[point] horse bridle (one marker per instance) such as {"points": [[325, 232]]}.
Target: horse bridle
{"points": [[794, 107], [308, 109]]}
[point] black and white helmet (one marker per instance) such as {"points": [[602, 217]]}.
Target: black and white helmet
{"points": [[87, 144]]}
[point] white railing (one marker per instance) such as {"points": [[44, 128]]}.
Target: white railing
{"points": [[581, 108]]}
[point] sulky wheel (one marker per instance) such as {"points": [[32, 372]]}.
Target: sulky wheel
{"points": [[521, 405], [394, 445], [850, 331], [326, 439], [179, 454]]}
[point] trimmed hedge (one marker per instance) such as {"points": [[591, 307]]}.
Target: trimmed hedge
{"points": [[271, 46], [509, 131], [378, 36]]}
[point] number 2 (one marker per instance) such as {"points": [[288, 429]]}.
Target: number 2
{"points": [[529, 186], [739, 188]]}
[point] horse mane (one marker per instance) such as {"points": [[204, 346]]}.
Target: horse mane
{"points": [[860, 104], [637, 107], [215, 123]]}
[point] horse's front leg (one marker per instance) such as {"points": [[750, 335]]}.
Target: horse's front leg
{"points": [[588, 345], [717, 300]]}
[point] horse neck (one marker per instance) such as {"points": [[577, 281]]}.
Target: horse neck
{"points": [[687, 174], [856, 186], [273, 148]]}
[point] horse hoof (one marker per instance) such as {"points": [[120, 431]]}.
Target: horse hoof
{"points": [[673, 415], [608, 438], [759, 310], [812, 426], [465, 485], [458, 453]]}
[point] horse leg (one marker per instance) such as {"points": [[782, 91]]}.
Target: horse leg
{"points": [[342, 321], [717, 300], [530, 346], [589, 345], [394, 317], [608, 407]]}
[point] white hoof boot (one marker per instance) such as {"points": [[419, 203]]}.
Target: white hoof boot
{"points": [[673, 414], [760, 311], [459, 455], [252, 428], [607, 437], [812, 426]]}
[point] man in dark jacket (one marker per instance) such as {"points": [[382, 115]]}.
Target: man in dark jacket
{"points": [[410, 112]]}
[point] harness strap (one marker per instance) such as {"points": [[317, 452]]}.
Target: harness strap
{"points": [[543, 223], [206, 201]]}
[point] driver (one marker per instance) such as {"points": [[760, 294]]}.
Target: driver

──────

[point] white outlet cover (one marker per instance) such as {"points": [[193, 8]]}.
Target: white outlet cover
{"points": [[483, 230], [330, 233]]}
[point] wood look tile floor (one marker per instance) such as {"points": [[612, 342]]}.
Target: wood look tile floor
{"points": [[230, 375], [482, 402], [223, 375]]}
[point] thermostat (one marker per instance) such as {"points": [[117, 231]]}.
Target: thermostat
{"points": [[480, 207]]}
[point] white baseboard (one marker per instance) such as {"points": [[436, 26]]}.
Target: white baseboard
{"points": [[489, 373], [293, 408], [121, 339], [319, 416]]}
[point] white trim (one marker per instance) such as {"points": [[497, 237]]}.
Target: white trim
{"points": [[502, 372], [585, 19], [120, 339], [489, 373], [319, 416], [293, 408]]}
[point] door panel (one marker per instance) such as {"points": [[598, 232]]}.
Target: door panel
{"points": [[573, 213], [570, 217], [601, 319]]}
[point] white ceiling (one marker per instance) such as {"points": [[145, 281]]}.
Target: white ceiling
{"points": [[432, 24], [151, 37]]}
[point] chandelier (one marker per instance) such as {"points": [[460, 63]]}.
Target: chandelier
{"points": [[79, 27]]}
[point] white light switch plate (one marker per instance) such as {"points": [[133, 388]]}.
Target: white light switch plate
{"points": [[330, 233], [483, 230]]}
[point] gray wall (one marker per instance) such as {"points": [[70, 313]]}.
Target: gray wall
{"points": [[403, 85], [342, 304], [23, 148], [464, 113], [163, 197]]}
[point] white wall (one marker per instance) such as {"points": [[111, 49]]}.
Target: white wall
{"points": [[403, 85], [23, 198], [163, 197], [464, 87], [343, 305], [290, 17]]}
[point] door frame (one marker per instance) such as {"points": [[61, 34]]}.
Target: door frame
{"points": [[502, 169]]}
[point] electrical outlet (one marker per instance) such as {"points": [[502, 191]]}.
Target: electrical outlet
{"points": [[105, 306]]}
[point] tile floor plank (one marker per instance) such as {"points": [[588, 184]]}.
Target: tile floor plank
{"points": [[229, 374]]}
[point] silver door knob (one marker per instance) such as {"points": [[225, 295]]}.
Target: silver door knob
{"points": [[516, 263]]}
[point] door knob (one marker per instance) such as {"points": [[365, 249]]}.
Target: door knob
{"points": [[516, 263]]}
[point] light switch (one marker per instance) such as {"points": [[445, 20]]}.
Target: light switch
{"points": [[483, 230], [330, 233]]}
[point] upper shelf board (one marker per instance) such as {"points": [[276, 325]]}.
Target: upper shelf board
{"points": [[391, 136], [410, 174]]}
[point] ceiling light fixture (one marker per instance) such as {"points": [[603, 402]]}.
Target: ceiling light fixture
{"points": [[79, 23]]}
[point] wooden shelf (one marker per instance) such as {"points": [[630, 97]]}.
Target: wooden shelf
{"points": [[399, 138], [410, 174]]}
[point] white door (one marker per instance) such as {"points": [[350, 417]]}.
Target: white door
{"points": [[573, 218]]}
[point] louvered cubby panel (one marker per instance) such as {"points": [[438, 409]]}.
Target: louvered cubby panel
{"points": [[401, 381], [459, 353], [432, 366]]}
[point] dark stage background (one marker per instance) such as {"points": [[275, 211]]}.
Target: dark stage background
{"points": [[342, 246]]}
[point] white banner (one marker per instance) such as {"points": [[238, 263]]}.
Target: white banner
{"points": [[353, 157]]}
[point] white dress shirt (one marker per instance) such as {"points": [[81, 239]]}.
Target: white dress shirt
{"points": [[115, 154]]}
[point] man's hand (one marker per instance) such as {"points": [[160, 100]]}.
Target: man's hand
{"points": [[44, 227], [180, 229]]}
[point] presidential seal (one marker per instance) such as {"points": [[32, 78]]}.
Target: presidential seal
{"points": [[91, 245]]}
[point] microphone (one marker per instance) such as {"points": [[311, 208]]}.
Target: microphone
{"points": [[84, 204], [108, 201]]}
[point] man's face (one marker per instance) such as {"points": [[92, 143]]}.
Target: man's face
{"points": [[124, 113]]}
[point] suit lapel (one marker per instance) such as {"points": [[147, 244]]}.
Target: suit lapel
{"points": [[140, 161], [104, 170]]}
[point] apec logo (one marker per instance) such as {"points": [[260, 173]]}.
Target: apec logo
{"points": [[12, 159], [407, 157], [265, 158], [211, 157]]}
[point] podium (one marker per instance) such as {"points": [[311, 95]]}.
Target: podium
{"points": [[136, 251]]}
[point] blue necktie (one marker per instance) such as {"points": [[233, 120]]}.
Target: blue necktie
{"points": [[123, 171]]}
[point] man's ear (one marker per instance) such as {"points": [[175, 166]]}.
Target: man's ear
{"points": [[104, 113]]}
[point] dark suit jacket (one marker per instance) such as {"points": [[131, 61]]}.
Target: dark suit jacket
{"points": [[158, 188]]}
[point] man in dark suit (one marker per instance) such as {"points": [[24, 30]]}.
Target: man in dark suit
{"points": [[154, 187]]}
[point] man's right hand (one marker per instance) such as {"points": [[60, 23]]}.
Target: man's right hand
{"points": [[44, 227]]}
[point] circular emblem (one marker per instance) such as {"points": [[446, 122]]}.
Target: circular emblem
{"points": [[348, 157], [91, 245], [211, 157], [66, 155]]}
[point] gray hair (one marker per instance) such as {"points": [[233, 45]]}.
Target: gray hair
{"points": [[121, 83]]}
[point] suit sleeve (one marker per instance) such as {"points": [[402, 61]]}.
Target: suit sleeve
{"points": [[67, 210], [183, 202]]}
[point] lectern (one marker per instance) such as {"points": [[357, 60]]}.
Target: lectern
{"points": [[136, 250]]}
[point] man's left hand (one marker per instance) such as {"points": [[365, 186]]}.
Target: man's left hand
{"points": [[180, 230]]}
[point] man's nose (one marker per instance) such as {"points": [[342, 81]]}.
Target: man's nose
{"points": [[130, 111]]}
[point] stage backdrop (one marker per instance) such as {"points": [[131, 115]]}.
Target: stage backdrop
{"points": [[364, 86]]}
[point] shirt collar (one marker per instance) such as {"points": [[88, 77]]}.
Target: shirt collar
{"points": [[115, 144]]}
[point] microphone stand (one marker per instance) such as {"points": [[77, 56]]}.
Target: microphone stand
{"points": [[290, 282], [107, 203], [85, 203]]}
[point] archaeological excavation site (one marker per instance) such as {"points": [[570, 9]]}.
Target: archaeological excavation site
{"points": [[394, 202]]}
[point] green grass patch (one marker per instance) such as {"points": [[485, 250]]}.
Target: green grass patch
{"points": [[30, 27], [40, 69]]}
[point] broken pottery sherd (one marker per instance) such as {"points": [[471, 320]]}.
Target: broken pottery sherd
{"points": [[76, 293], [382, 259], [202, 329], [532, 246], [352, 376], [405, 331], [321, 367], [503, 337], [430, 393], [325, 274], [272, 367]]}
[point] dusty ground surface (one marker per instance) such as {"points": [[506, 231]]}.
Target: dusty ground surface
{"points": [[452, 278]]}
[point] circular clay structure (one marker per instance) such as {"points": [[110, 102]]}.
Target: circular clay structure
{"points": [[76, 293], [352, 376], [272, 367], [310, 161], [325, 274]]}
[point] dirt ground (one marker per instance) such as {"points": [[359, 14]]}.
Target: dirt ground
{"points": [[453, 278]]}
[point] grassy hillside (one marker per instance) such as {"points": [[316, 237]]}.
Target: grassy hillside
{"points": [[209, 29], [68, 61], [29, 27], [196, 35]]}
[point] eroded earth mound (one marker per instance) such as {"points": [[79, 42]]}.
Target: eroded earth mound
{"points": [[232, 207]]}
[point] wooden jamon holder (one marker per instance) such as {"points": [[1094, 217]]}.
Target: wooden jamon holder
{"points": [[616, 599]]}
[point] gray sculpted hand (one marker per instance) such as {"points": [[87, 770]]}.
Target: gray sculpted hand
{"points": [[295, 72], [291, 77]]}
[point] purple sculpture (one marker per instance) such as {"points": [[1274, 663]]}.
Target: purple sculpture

──────

▶ **What to work on**: Copy out the listing from the line containing "[point] horse hoof" to the line containing "Target: driver", with both of those lines included, reproducing every line verbatim.

▶ **Task solution**:
[point] horse hoof (one marker per instance) such as {"points": [[120, 431]]}.
Target: horse hoof
{"points": [[673, 415], [608, 438], [759, 310], [812, 426], [465, 485], [458, 453]]}
[point] horse leg (one marker per instance) such as {"points": [[782, 91]]}.
Target: horse leg
{"points": [[342, 321], [717, 300], [530, 346], [589, 345], [394, 317], [608, 407]]}
[point] white hoof boot (one marker per instance) such as {"points": [[419, 203]]}.
Target: white hoof boot
{"points": [[673, 414], [760, 311], [459, 455], [252, 428], [607, 437], [812, 426]]}
[point] man in dark jacket (one marker per instance) such as {"points": [[382, 115]]}.
Target: man in dark jacket
{"points": [[410, 112]]}
[point] harness strap (one marker per instance) such as {"points": [[317, 452]]}.
Target: harness strap
{"points": [[543, 223], [206, 201]]}
[point] driver (one marker per instance) such as {"points": [[760, 294]]}.
Target: driver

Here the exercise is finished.